>> START Provided entries
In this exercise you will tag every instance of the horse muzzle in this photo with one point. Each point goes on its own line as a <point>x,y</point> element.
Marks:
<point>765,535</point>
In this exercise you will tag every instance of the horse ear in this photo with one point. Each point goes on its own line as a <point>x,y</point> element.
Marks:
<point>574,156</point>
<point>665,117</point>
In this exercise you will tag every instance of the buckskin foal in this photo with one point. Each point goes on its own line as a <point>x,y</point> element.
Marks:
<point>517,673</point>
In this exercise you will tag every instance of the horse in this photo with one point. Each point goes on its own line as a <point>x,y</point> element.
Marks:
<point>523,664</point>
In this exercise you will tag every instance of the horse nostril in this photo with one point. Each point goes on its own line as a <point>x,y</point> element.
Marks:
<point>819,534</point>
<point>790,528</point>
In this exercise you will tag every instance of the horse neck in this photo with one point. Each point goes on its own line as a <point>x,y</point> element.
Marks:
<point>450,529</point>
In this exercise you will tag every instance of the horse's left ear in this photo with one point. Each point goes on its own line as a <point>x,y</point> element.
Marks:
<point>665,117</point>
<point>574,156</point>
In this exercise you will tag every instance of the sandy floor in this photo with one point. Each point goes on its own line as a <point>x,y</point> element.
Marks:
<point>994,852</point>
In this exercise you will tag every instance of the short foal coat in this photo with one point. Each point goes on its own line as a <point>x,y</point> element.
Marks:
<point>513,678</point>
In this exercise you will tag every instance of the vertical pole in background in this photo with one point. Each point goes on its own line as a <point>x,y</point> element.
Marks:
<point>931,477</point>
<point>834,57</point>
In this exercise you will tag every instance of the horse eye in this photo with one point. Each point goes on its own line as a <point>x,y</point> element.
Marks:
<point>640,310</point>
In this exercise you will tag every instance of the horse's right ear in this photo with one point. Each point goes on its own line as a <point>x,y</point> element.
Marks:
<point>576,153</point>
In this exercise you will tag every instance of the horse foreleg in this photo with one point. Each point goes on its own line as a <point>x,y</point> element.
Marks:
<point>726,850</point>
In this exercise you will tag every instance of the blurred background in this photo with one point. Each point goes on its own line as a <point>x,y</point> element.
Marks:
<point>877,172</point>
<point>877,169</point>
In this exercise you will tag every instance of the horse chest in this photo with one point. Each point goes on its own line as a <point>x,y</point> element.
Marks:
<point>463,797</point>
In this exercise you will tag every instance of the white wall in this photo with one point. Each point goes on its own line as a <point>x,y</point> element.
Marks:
>> END Provided entries
Task objective: Rewrite all of the material above, replacing every "tag" with "label" and leaving everything else unchanged.

Full output:
In this exercise you will label every instance of the horse muzzle in this photo with one point. Each point goes on its own line as a <point>x,y</point> element.
Marks:
<point>765,535</point>
In this exercise you will label every instance of the horse ear in this photo with one point. Each point goes on its own line as a <point>x,y</point> element.
Marks:
<point>574,156</point>
<point>665,117</point>
In this exercise you will label every instance of the buckskin foal in this photo with one point. Each point goes on its own line as a <point>x,y</point> element.
Marks:
<point>517,673</point>
In this exercise you will label every instance of the horse in this photo with one point. Each point goes on its own line as a <point>x,y</point> element.
Marks:
<point>523,664</point>
In this exercise you will label every instance of the horse nostril in this photo with one point. Each point goes on its own line as a <point>x,y</point> element.
Marks:
<point>819,534</point>
<point>790,528</point>
In this exercise you will label every instance of the horse neck in this photo with one point. Each point goes on its own line as a <point>x,y</point> element.
Marks:
<point>450,529</point>
In this exercise you will label every instance of the horse's left ear in this photo with one point. Each point goes on its own line as a <point>x,y</point> element.
Marks:
<point>665,117</point>
<point>574,156</point>
In this exercise you will label every instance of the sandy floor in this photo with one point. Each point goes on its own line as a <point>x,y</point> element.
Marks:
<point>994,852</point>
In this exercise you will label every instance of the short foal coat in this photo with one point. Each point goes on its own line as a <point>x,y</point> element.
Marks:
<point>513,678</point>
In this exercise you will label every instance of the vertical pole in background in this photo with one point. Each point goes on its own line as a <point>x,y</point> element.
Marks:
<point>931,477</point>
<point>834,57</point>
In this exercise you will label every instance of the horse eye in this photo with one point. Each point goes on its own line as a <point>x,y</point> element.
Marks:
<point>640,310</point>
In this exercise you will label every instance of the horse's right ear in this photo with one point. Each point goes on its own line as a <point>x,y</point> element.
Marks:
<point>576,153</point>
In this exercise you will label every instance of the horse foreleg in this photo with one point. Each point goes on its own line as a <point>x,y</point> element.
Marks:
<point>726,850</point>
In this exercise you will label every instance of the blurred background in this photo with one point. Each point goes on its own line as a <point>x,y</point> element.
Marks:
<point>877,172</point>
<point>877,169</point>
In this exercise you will label every instance of the horse chest in this photo with one point. Each point goes on its own line as a <point>x,y</point> element.
Marks:
<point>463,797</point>
In this exercise you will label every instance of the white wall in this photo with one point. Each point goes on its own line as a <point>x,y</point> element.
Marks:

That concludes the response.